**SHORT EXERCISE:** Can you update the rows below so that every "front door" becomes "main entrance", with nothing else altered?

**LISTED ENTRIES:**
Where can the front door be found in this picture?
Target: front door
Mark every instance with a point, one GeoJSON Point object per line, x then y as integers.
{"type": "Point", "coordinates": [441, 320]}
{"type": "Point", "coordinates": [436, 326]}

**FULL OUTPUT:**
Where can the main entrance be found in this picture?
Target: main entrance
Mark every instance with a point, one GeoJSON Point object per line, x then y as integers.
{"type": "Point", "coordinates": [441, 320]}
{"type": "Point", "coordinates": [436, 326]}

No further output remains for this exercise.